2012-03-20 Thread Kris Nackaerts
I had problems with joins with non-spatial data and the not too userfriendly 
vector opertaions, and this mainly with students.

Our solution so far: we use spatialite as backend for students (postgis isn't 
that easy when lots of external data needs to be joined). It works great:

- The initial spatialite db was created using ogr2ogr from our postgis server.
- joining data is done in spatialite, with the spatialite-gui tool
- new x,y data is created in spatialite too, just link to a file, use the 
makepoint function, done
- spatial operations are performed in spatialite (some tricks needed, once you 
know, works great)

QGIS is used for visualisation and some basic operations.

The combination of both products works well for us.

→ **WORK REQUIRED**
Continue the post about using SpatiaLite alongside QGIS for student work, picking up right after its last sentence.

→ **RECORD SET**
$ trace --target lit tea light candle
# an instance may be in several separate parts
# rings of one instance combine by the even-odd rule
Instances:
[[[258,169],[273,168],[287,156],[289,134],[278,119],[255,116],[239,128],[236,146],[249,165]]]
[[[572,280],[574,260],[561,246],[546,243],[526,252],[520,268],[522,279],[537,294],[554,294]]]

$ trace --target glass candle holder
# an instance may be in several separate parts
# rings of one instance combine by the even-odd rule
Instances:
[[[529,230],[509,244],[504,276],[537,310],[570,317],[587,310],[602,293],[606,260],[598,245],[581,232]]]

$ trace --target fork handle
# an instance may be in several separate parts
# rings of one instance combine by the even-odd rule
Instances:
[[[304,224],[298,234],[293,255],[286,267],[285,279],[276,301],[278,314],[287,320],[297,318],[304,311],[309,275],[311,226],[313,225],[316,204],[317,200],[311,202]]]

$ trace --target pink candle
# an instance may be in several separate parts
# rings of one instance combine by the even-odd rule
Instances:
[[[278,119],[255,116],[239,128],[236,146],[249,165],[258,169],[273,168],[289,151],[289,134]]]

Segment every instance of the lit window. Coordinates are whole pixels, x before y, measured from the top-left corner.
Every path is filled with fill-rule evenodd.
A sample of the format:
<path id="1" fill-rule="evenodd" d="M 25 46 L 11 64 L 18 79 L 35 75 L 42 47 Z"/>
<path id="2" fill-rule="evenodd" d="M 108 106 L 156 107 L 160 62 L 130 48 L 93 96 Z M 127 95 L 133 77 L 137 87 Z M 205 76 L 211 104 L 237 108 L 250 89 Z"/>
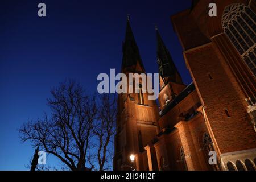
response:
<path id="1" fill-rule="evenodd" d="M 255 14 L 243 4 L 232 4 L 225 8 L 222 23 L 228 37 L 256 77 Z"/>

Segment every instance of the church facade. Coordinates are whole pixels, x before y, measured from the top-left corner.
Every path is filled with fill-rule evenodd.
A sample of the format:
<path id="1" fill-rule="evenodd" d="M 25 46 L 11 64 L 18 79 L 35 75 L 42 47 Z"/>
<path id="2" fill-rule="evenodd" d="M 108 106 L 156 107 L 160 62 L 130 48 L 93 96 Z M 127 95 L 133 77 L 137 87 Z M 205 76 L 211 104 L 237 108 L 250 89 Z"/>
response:
<path id="1" fill-rule="evenodd" d="M 256 170 L 255 13 L 255 1 L 197 0 L 171 17 L 189 85 L 156 30 L 159 106 L 118 95 L 114 170 Z M 122 72 L 145 72 L 129 20 Z"/>

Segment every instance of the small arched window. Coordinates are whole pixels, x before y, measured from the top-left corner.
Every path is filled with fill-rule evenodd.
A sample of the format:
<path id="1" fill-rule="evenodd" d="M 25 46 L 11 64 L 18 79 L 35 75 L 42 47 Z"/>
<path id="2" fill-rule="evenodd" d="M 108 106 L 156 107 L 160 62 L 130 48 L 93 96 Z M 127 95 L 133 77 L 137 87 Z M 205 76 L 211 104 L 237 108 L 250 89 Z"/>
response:
<path id="1" fill-rule="evenodd" d="M 208 133 L 204 133 L 204 135 L 203 135 L 203 144 L 204 146 L 204 149 L 205 152 L 205 156 L 207 158 L 207 159 L 206 159 L 206 160 L 208 162 L 209 152 L 210 151 L 215 151 L 214 148 L 213 148 L 212 139 L 210 138 L 210 135 Z M 210 165 L 210 167 L 214 171 L 220 169 L 220 166 L 218 160 L 217 160 L 217 165 Z"/>
<path id="2" fill-rule="evenodd" d="M 253 162 L 250 159 L 246 159 L 245 161 L 245 164 L 248 171 L 255 171 Z"/>
<path id="3" fill-rule="evenodd" d="M 187 165 L 186 159 L 185 159 L 185 153 L 184 152 L 183 147 L 181 147 L 180 148 L 180 159 L 183 164 L 183 168 L 185 171 L 188 171 L 188 166 Z"/>
<path id="4" fill-rule="evenodd" d="M 229 171 L 236 171 L 235 167 L 234 166 L 234 164 L 230 161 L 229 161 L 226 163 L 226 166 L 228 167 L 228 169 Z"/>
<path id="5" fill-rule="evenodd" d="M 237 167 L 237 171 L 245 171 L 243 164 L 241 160 L 237 160 L 236 162 L 236 166 Z"/>
<path id="6" fill-rule="evenodd" d="M 246 64 L 256 77 L 256 15 L 249 7 L 234 3 L 226 7 L 222 27 Z"/>
<path id="7" fill-rule="evenodd" d="M 162 155 L 161 156 L 160 163 L 161 163 L 160 164 L 161 164 L 162 171 L 168 171 L 168 165 L 167 164 L 167 162 L 166 159 L 163 156 L 163 155 Z"/>

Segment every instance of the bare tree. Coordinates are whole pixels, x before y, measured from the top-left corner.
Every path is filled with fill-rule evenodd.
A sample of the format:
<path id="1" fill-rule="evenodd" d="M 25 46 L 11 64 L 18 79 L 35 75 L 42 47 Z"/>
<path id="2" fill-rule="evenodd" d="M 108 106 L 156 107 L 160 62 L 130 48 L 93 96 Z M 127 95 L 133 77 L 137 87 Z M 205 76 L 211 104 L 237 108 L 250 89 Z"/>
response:
<path id="1" fill-rule="evenodd" d="M 97 158 L 99 170 L 108 169 L 104 168 L 106 163 L 112 160 L 113 152 L 110 144 L 113 143 L 115 131 L 117 102 L 115 97 L 109 94 L 102 94 L 99 99 L 98 119 L 95 122 L 93 130 L 98 142 L 97 143 Z"/>
<path id="2" fill-rule="evenodd" d="M 97 111 L 95 97 L 85 94 L 75 81 L 61 84 L 51 94 L 47 99 L 50 117 L 45 114 L 42 119 L 23 124 L 19 129 L 22 141 L 31 140 L 71 170 L 91 170 L 93 164 L 86 160 Z"/>
<path id="3" fill-rule="evenodd" d="M 35 150 L 35 154 L 33 155 L 33 159 L 31 162 L 31 166 L 30 167 L 30 171 L 35 171 L 36 166 L 38 165 L 38 160 L 39 156 L 38 155 L 38 152 L 39 151 L 39 147 L 38 147 Z"/>

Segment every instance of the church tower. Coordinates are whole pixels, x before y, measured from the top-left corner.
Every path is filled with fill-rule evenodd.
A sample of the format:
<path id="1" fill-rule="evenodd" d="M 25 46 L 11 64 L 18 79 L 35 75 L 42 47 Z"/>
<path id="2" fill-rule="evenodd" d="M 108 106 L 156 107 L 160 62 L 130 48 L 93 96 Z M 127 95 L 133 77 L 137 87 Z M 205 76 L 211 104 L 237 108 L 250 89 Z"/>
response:
<path id="1" fill-rule="evenodd" d="M 129 17 L 122 52 L 121 72 L 127 78 L 129 73 L 145 73 Z M 139 93 L 118 94 L 114 170 L 130 170 L 133 166 L 137 170 L 148 169 L 144 147 L 157 134 L 159 113 L 155 101 L 148 100 L 148 96 L 142 93 L 141 86 Z M 135 156 L 133 163 L 131 155 Z"/>
<path id="2" fill-rule="evenodd" d="M 161 110 L 186 87 L 171 55 L 166 48 L 158 28 L 155 27 L 157 40 L 157 61 L 160 91 L 159 101 Z"/>

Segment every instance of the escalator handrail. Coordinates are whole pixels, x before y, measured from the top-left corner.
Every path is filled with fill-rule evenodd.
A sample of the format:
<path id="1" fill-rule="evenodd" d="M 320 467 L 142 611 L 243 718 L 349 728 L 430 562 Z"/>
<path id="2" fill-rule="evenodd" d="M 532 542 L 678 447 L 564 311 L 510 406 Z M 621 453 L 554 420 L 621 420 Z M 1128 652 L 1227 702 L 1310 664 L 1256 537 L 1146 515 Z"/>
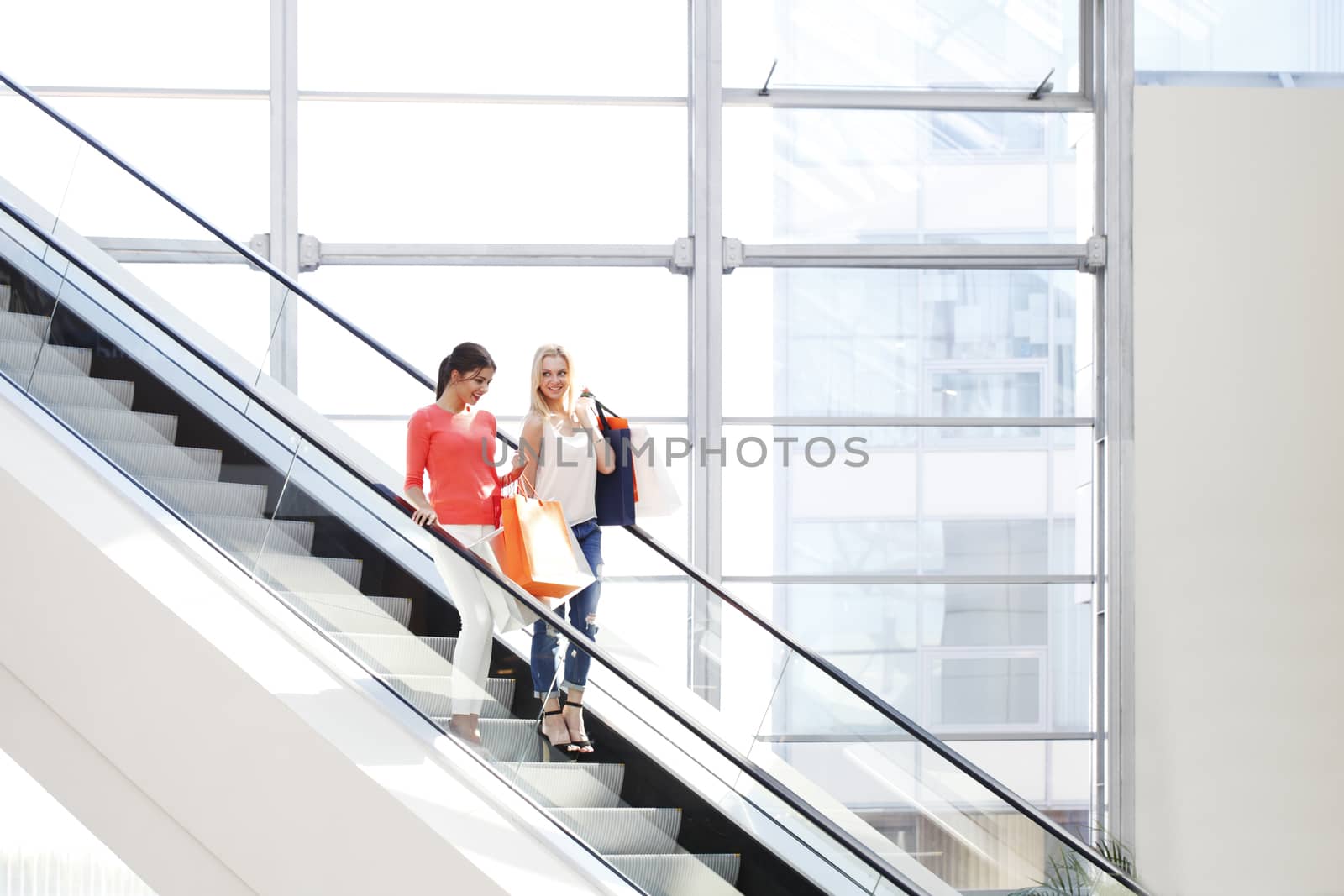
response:
<path id="1" fill-rule="evenodd" d="M 382 355 L 386 360 L 388 360 L 394 365 L 396 365 L 402 372 L 405 372 L 406 375 L 409 375 L 410 377 L 413 377 L 415 382 L 421 383 L 426 388 L 430 388 L 430 390 L 434 388 L 434 386 L 435 386 L 434 380 L 430 379 L 427 375 L 425 375 L 422 371 L 419 371 L 417 367 L 414 367 L 410 361 L 405 360 L 403 357 L 401 357 L 399 355 L 396 355 L 395 352 L 392 352 L 390 348 L 387 348 L 386 345 L 383 345 L 380 341 L 378 341 L 376 339 L 374 339 L 372 336 L 370 336 L 368 333 L 366 333 L 362 328 L 359 328 L 358 325 L 355 325 L 351 321 L 345 320 L 341 314 L 336 313 L 335 310 L 332 310 L 331 308 L 328 308 L 324 302 L 321 302 L 317 298 L 314 298 L 312 294 L 309 294 L 306 290 L 304 290 L 301 286 L 298 286 L 297 282 L 294 282 L 293 279 L 290 279 L 284 271 L 281 271 L 281 270 L 276 269 L 274 266 L 271 266 L 271 263 L 269 261 L 261 258 L 259 255 L 257 255 L 255 253 L 253 253 L 250 249 L 242 246 L 241 243 L 230 239 L 224 232 L 222 232 L 220 230 L 218 230 L 214 224 L 211 224 L 204 218 L 202 218 L 200 215 L 198 215 L 196 212 L 194 212 L 191 208 L 188 208 L 184 203 L 181 203 L 180 200 L 177 200 L 176 197 L 173 197 L 167 189 L 164 189 L 163 187 L 160 187 L 159 184 L 156 184 L 148 176 L 142 175 L 130 163 L 125 161 L 124 159 L 121 159 L 120 156 L 117 156 L 113 150 L 108 149 L 95 137 L 93 137 L 86 130 L 83 130 L 82 128 L 79 128 L 78 125 L 75 125 L 74 122 L 71 122 L 69 118 L 66 118 L 65 116 L 62 116 L 59 111 L 56 111 L 55 109 L 52 109 L 46 102 L 43 102 L 39 97 L 36 97 L 27 87 L 19 85 L 12 78 L 9 78 L 8 75 L 5 75 L 3 71 L 0 71 L 0 82 L 3 82 L 4 85 L 7 85 L 11 90 L 13 90 L 16 94 L 19 94 L 20 97 L 23 97 L 24 99 L 27 99 L 30 103 L 32 103 L 38 109 L 40 109 L 43 113 L 46 113 L 54 121 L 56 121 L 59 125 L 62 125 L 63 128 L 66 128 L 67 130 L 70 130 L 71 133 L 74 133 L 82 141 L 85 141 L 86 144 L 89 144 L 91 148 L 94 148 L 97 152 L 99 152 L 101 154 L 103 154 L 105 157 L 108 157 L 112 163 L 114 163 L 117 167 L 120 167 L 121 169 L 124 169 L 128 175 L 130 175 L 132 177 L 134 177 L 136 180 L 138 180 L 141 184 L 144 184 L 145 187 L 148 187 L 149 189 L 152 189 L 156 195 L 159 195 L 161 199 L 164 199 L 164 201 L 169 203 L 171 206 L 173 206 L 175 208 L 177 208 L 180 212 L 183 212 L 184 215 L 187 215 L 188 218 L 191 218 L 195 223 L 198 223 L 199 226 L 204 227 L 207 231 L 210 231 L 211 234 L 214 234 L 224 244 L 227 244 L 230 249 L 233 249 L 234 251 L 237 251 L 238 254 L 241 254 L 243 258 L 246 258 L 250 263 L 253 263 L 257 267 L 265 270 L 267 274 L 270 274 L 271 278 L 274 278 L 276 281 L 278 281 L 280 283 L 282 283 L 288 290 L 290 290 L 296 296 L 300 296 L 301 298 L 304 298 L 305 301 L 308 301 L 310 305 L 313 305 L 313 308 L 316 308 L 319 312 L 321 312 L 328 318 L 331 318 L 332 322 L 335 322 L 339 326 L 341 326 L 343 329 L 345 329 L 351 336 L 353 336 L 355 339 L 360 340 L 366 345 L 368 345 L 378 355 Z M 39 236 L 42 236 L 42 234 L 39 234 Z M 97 277 L 97 274 L 93 274 L 93 275 Z M 114 292 L 117 292 L 118 296 L 121 294 L 120 290 L 114 290 Z M 141 309 L 141 312 L 142 312 L 142 309 Z M 151 320 L 153 320 L 152 316 L 148 316 L 148 317 L 151 317 Z M 155 321 L 155 322 L 157 324 L 159 321 Z M 173 334 L 173 337 L 177 339 L 176 334 Z M 191 347 L 188 345 L 188 348 L 191 348 Z M 227 376 L 227 373 L 226 373 L 226 376 Z M 281 416 L 280 419 L 285 419 L 285 418 Z M 517 447 L 517 442 L 515 439 L 509 438 L 508 435 L 505 435 L 504 433 L 500 433 L 499 438 L 500 438 L 500 441 L 503 441 L 509 447 L 512 447 L 512 449 Z M 324 453 L 332 454 L 325 447 L 323 450 L 324 450 Z M 343 461 L 341 461 L 341 465 L 347 466 Z M 917 724 L 913 719 L 907 717 L 905 713 L 902 713 L 900 711 L 898 711 L 895 707 L 892 707 L 891 704 L 888 704 L 887 701 L 884 701 L 882 697 L 879 697 L 876 693 L 874 693 L 870 688 L 867 688 L 866 685 L 863 685 L 859 681 L 856 681 L 852 676 L 849 676 L 848 673 L 845 673 L 844 670 L 841 670 L 833 662 L 831 662 L 829 660 L 827 660 L 823 656 L 820 656 L 816 650 L 812 650 L 810 647 L 802 645 L 797 638 L 794 638 L 789 633 L 786 633 L 782 629 L 780 629 L 774 622 L 771 622 L 770 619 L 765 618 L 763 615 L 761 615 L 755 610 L 750 609 L 742 600 L 734 598 L 731 594 L 728 594 L 727 591 L 724 591 L 720 586 L 718 586 L 714 582 L 711 582 L 708 579 L 708 576 L 706 576 L 702 571 L 696 570 L 687 560 L 684 560 L 683 557 L 677 556 L 673 551 L 671 551 L 669 548 L 667 548 L 665 545 L 663 545 L 660 541 L 657 541 L 653 536 L 650 536 L 648 532 L 645 532 L 637 524 L 636 525 L 628 525 L 625 528 L 632 535 L 634 535 L 637 539 L 640 539 L 641 541 L 644 541 L 648 547 L 650 547 L 653 551 L 656 551 L 657 553 L 660 553 L 669 563 L 672 563 L 675 567 L 677 567 L 683 574 L 685 574 L 687 576 L 689 576 L 691 579 L 694 579 L 699 586 L 710 590 L 720 600 L 724 600 L 726 603 L 728 603 L 730 606 L 732 606 L 735 610 L 738 610 L 739 613 L 742 613 L 743 615 L 746 615 L 747 618 L 750 618 L 758 626 L 761 626 L 767 633 L 770 633 L 781 643 L 784 643 L 790 650 L 793 650 L 794 653 L 797 653 L 798 656 L 801 656 L 802 658 L 805 658 L 813 666 L 821 669 L 828 677 L 831 677 L 832 680 L 837 681 L 840 685 L 843 685 L 845 689 L 848 689 L 851 693 L 853 693 L 855 696 L 857 696 L 870 708 L 875 709 L 884 719 L 887 719 L 887 721 L 891 721 L 892 724 L 903 728 L 909 735 L 911 735 L 913 737 L 915 737 L 919 743 L 922 743 L 929 750 L 934 751 L 943 760 L 949 762 L 958 771 L 961 771 L 962 774 L 968 775 L 969 778 L 972 778 L 973 780 L 976 780 L 980 786 L 982 786 L 985 790 L 988 790 L 995 797 L 997 797 L 999 799 L 1001 799 L 1004 803 L 1007 803 L 1008 806 L 1011 806 L 1012 809 L 1015 809 L 1020 814 L 1023 814 L 1027 818 L 1030 818 L 1038 827 L 1042 827 L 1043 830 L 1046 830 L 1047 833 L 1050 833 L 1051 836 L 1054 836 L 1056 840 L 1059 840 L 1059 841 L 1064 842 L 1066 845 L 1068 845 L 1073 850 L 1075 850 L 1075 852 L 1081 853 L 1082 856 L 1085 856 L 1093 865 L 1095 865 L 1101 870 L 1106 872 L 1106 875 L 1109 875 L 1110 877 L 1113 877 L 1114 880 L 1117 880 L 1118 883 L 1121 883 L 1126 889 L 1129 889 L 1129 891 L 1132 891 L 1134 893 L 1140 893 L 1140 895 L 1145 893 L 1145 891 L 1142 889 L 1142 887 L 1140 887 L 1140 884 L 1137 881 L 1134 881 L 1129 875 L 1126 875 L 1114 862 L 1109 861 L 1105 856 L 1102 856 L 1094 846 L 1091 846 L 1090 844 L 1085 842 L 1082 838 L 1077 837 L 1075 834 L 1073 834 L 1071 832 L 1068 832 L 1067 829 L 1064 829 L 1062 825 L 1059 825 L 1058 822 L 1055 822 L 1054 819 L 1051 819 L 1048 815 L 1046 815 L 1044 813 L 1042 813 L 1039 809 L 1036 809 L 1035 806 L 1032 806 L 1028 801 L 1025 801 L 1021 797 L 1019 797 L 1017 794 L 1015 794 L 1007 786 L 1004 786 L 1003 783 L 1000 783 L 999 780 L 996 780 L 992 775 L 989 775 L 989 772 L 986 772 L 985 770 L 980 768 L 974 763 L 969 762 L 965 756 L 961 756 L 958 752 L 956 752 L 954 750 L 952 750 L 950 747 L 948 747 L 942 740 L 939 740 L 938 737 L 935 737 L 934 735 L 931 735 L 922 725 Z"/>
<path id="2" fill-rule="evenodd" d="M 165 333 L 169 339 L 181 345 L 187 352 L 190 352 L 194 357 L 196 357 L 196 360 L 207 365 L 218 376 L 224 379 L 230 386 L 239 390 L 242 394 L 247 395 L 253 402 L 255 402 L 262 410 L 270 414 L 274 419 L 281 420 L 285 426 L 293 430 L 309 445 L 321 451 L 331 462 L 336 463 L 339 467 L 345 470 L 345 473 L 353 477 L 356 482 L 367 488 L 370 492 L 378 494 L 379 498 L 390 504 L 399 513 L 407 517 L 411 516 L 414 508 L 411 508 L 411 505 L 405 498 L 398 497 L 387 485 L 372 481 L 371 478 L 368 478 L 366 473 L 355 467 L 351 462 L 345 461 L 345 458 L 340 457 L 337 451 L 328 447 L 321 441 L 313 438 L 309 433 L 306 433 L 301 427 L 296 426 L 280 408 L 277 408 L 265 396 L 262 396 L 253 387 L 253 384 L 241 379 L 233 371 L 228 371 L 222 364 L 215 361 L 215 359 L 210 357 L 204 351 L 198 348 L 190 339 L 179 333 L 176 328 L 160 320 L 157 314 L 146 309 L 140 301 L 137 301 L 132 296 L 128 296 L 124 289 L 114 285 L 109 278 L 102 275 L 99 271 L 94 270 L 93 266 L 90 266 L 82 258 L 79 258 L 78 253 L 71 250 L 59 236 L 43 231 L 42 227 L 39 227 L 35 222 L 32 222 L 24 212 L 11 206 L 9 201 L 4 197 L 0 197 L 0 211 L 7 214 L 26 230 L 28 230 L 34 236 L 47 243 L 66 261 L 69 261 L 70 265 L 78 267 L 81 271 L 85 273 L 85 275 L 91 278 L 101 287 L 108 290 L 112 296 L 117 297 L 126 306 L 133 309 L 136 313 L 138 313 L 141 317 L 144 317 L 146 321 L 149 321 L 152 325 L 155 325 L 157 329 Z M 812 803 L 802 799 L 788 785 L 785 785 L 778 778 L 761 768 L 750 758 L 743 756 L 735 747 L 730 746 L 727 742 L 719 737 L 719 735 L 716 735 L 714 731 L 704 727 L 698 720 L 688 717 L 685 713 L 681 712 L 680 708 L 677 708 L 671 701 L 664 699 L 653 685 L 644 681 L 644 678 L 634 674 L 633 672 L 624 669 L 620 665 L 620 662 L 605 647 L 602 647 L 595 641 L 589 638 L 586 633 L 575 629 L 563 617 L 552 614 L 546 604 L 543 604 L 531 594 L 523 591 L 520 587 L 505 579 L 503 575 L 500 575 L 497 570 L 495 570 L 495 567 L 492 567 L 484 559 L 477 556 L 473 551 L 462 545 L 461 541 L 458 541 L 457 539 L 454 539 L 453 536 L 450 536 L 448 532 L 445 532 L 438 527 L 426 528 L 426 531 L 433 537 L 438 539 L 439 543 L 442 543 L 450 551 L 453 551 L 460 559 L 465 560 L 472 567 L 474 567 L 478 574 L 488 578 L 495 586 L 504 588 L 507 594 L 512 595 L 513 599 L 523 603 L 523 606 L 528 607 L 532 613 L 538 614 L 542 618 L 550 619 L 548 625 L 556 631 L 563 633 L 564 637 L 569 638 L 570 643 L 583 649 L 585 653 L 587 653 L 594 660 L 601 662 L 606 670 L 616 674 L 617 678 L 624 681 L 636 693 L 648 700 L 661 712 L 667 713 L 672 719 L 676 719 L 680 725 L 694 732 L 702 742 L 712 747 L 715 752 L 718 752 L 732 766 L 739 768 L 749 778 L 755 780 L 755 783 L 762 786 L 775 799 L 788 806 L 790 811 L 798 813 L 802 818 L 806 818 L 816 827 L 825 832 L 827 836 L 829 836 L 837 844 L 843 845 L 849 853 L 852 853 L 856 858 L 868 865 L 882 879 L 898 887 L 907 896 L 930 896 L 926 891 L 906 880 L 905 875 L 902 875 L 886 858 L 875 853 L 867 844 L 860 841 L 857 837 L 851 834 L 848 830 L 837 825 L 835 821 L 832 821 L 823 813 L 817 811 L 817 809 L 812 806 Z"/>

→ **THE ANSWER**
Kris Nackaerts


 Original-Nachricht 
> Datum: Tue, 20 Mar 2012 13:56:50 +
> Von: Alexandre Neto 
> An: giovanni.man...@faunalia.pt, QGIS User 
> Betreff: Re: [Qgis-user] QGIS 1.7.4

> I will try. Never done this before.
> 
> Alex
> 
> PS: Because I challenge her work with QGIS, instead of ArcGIS, but the
> analysis that she nedeed fail because of the union problem.
> 
> On Tue, Mar 20, 2012 at 1:27 PM, Giovanni Manghi
>  wrote:
> > Hi,
> >
> >
> >> Union is not working correctly, he union the geometries but looses
> >> some attributes in the process.
> >
> >
> > can you please provide sample data and details here
> >
> > http://hub.qgis.org/issues/4567
> >
> > thanks
> >
> >
> >
> >
> >> PS: just lost the opportunity of "selling" Quantum GIS to a german
> >> trainee... snif
> >
> >
> > why?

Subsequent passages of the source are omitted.